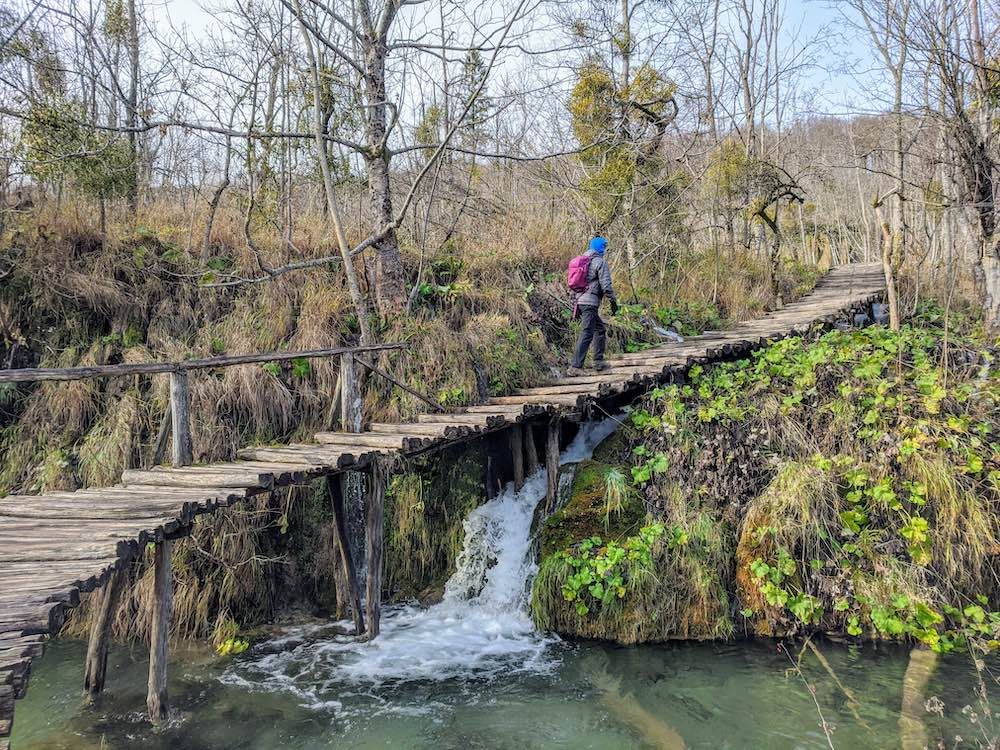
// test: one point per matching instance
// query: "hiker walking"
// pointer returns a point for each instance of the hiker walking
(590, 279)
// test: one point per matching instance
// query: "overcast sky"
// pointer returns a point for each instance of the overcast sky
(843, 78)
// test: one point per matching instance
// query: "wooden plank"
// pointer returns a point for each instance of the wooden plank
(409, 429)
(530, 450)
(517, 454)
(360, 440)
(333, 457)
(184, 478)
(36, 552)
(552, 466)
(478, 420)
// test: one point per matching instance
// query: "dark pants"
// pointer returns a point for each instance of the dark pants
(592, 328)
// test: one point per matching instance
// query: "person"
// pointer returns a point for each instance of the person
(592, 328)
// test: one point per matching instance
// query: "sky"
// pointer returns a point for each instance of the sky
(842, 79)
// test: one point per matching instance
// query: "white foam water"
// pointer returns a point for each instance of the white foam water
(480, 627)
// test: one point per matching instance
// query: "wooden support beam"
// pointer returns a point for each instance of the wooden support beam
(337, 488)
(489, 478)
(103, 617)
(180, 416)
(350, 394)
(552, 465)
(373, 548)
(517, 454)
(160, 448)
(159, 633)
(530, 449)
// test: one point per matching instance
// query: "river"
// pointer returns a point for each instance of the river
(472, 672)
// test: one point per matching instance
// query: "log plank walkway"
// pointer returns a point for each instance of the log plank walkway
(55, 546)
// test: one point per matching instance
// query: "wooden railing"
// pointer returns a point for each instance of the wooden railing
(177, 419)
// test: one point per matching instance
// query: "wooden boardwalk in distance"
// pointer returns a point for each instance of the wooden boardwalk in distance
(57, 545)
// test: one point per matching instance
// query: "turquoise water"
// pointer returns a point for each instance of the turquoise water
(738, 695)
(472, 672)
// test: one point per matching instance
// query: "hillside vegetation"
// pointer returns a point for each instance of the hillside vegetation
(845, 482)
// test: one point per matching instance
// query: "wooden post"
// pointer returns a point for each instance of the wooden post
(530, 451)
(373, 539)
(103, 617)
(351, 420)
(552, 466)
(490, 480)
(160, 449)
(180, 415)
(335, 487)
(517, 453)
(350, 394)
(159, 633)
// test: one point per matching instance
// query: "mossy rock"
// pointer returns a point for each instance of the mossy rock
(584, 514)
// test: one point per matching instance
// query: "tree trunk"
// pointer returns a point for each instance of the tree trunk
(357, 298)
(888, 267)
(390, 279)
(132, 110)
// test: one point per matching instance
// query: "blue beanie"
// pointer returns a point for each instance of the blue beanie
(599, 245)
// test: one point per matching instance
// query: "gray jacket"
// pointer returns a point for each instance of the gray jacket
(598, 282)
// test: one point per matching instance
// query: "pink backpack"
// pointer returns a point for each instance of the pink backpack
(576, 273)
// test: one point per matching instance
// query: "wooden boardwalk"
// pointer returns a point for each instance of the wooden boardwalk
(55, 546)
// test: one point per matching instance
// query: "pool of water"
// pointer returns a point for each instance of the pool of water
(738, 695)
(472, 672)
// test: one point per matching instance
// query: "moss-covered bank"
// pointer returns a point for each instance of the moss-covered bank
(844, 483)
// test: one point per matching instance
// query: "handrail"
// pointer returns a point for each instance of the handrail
(29, 374)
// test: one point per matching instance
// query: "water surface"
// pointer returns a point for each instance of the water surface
(472, 672)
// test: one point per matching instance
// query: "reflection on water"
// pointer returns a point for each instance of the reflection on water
(737, 695)
(471, 672)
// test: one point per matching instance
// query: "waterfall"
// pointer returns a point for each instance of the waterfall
(481, 626)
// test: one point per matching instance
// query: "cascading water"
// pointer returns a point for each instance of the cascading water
(480, 627)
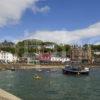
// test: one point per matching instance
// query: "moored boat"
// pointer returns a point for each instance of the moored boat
(76, 70)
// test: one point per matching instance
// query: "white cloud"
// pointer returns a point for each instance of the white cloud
□ □ □
* To do
Transcribe the material exactly, leaving every picture out.

* Solution
// test: one point per matching instance
// query: "hiker walking"
// pointer returns a point for each instance of the hiker walking
(590, 279)
// test: one point per matching instance
// query: "overcast sky"
// pointer returns a point for each instance of the overcast sky
(843, 78)
// test: one point per matching instance
// query: "wooden plank"
// pointer returns a point for each instance of the wooden plank
(409, 429)
(530, 450)
(517, 454)
(360, 440)
(333, 457)
(184, 478)
(36, 552)
(552, 466)
(478, 420)
// test: one point per matching instance
// query: "dark pants"
// pointer returns a point for each instance of the dark pants
(592, 328)
// test: one point per matching instance
// query: "person"
// pointer returns a point for each instance of the person
(592, 328)
// test: one point per matching instance
// query: "sky"
// pointer returns a point for each instance of the sky
(842, 79)
// test: one point per matching instance
// query: "white foam water"
// pointer returns a point for each instance of the white foam water
(480, 627)
// test: one point per matching instance
// query: "wooden support beam"
// pointer returns a point for each instance of the wooden support beam
(337, 488)
(489, 478)
(103, 617)
(180, 416)
(350, 394)
(552, 465)
(373, 548)
(517, 454)
(160, 448)
(159, 633)
(530, 449)
// test: one point per matching instance
// query: "river"
// pointer returns a point for each instance of the river
(472, 672)
// test: one point per matching instance
// query: "log plank walkway"
// pointer returns a point for each instance of the log plank walkway
(55, 546)
// test: one point per matching instance
// query: "wooden railing"
// pointer returns a point for each instance of the wooden railing
(177, 419)
// test: one point per matching instance
// query: "wooden boardwalk in distance"
// pointer returns a point for each instance of the wooden boardwalk in distance
(57, 545)
// test: one point per matching instance
// query: "turquoise water"
// pointer returns a point for each instance of the turquoise water
(738, 695)
(472, 672)
// test: one point per matching instance
// query: "hillside vegetation"
// pointer returns a point for each instance of the hillside vegetation
(845, 482)
// test: one point per matching instance
// query: "wooden post"
// pointer returns a point for each instance of the wooden post
(530, 451)
(373, 539)
(103, 617)
(351, 420)
(552, 466)
(490, 480)
(160, 449)
(180, 415)
(335, 487)
(517, 453)
(350, 394)
(159, 633)
// test: one point per matching instance
// query: "mossy rock"
// pointer returns a point for each instance of the mossy rock
(584, 514)
// test: one point per matching instance
// query: "tree trunk"
// pointer returns a point for each instance of the tree trunk
(357, 298)
(888, 267)
(390, 279)
(132, 110)
// test: one point per matching instance
// query: "blue beanie"
// pointer returns a point for each instance of the blue beanie
(599, 245)
// test: one point per matching instance
// query: "gray jacket"
// pointer returns a point for each instance of the gray jacket
(598, 282)
// test: one point per matching instance
// query: "pink backpack"
// pointer returns a point for each instance of the pink backpack
(576, 273)
// test: one point per matching instance
// query: "wooden boardwalk"
// pointer returns a point for each instance of the wooden boardwalk
(55, 546)
// test: one point per matching instance
// query: "pool of water"
// pointer returns a point for each instance of the pool of water
(738, 695)
(472, 672)
// test: one point per matching instance
// query: "moss-covered bank"
// pointer returns a point for each instance of the moss-covered bank
(844, 483)
// test: one point per matching instance
// query: "handrail"
// pointer returns a point for each instance of the handrail
(29, 374)
// test: one point per matching instance
// query: "water surface"
// pointer returns a point for each instance of the water surface
(472, 672)
// test: one point per matching instance
// query: "reflection on water"
// pointer returns a point for each instance of the reflection on water
(737, 695)
(471, 672)
// test: one point per matching instance
// query: "waterfall"
// pointer returns a point for each instance of the waterfall
(481, 626)
// test: one point per matching instance
// query: "cascading water"
// pointer returns a point for each instance of the cascading water
(480, 627)
// test: one point per matching instance
// query: "moored boat"
// pointer returns a point for each instance of the moored boat
(76, 70)
// test: one point per matching instance
// query: "white cloud"
// pointer returns a point for each instance of the white cloud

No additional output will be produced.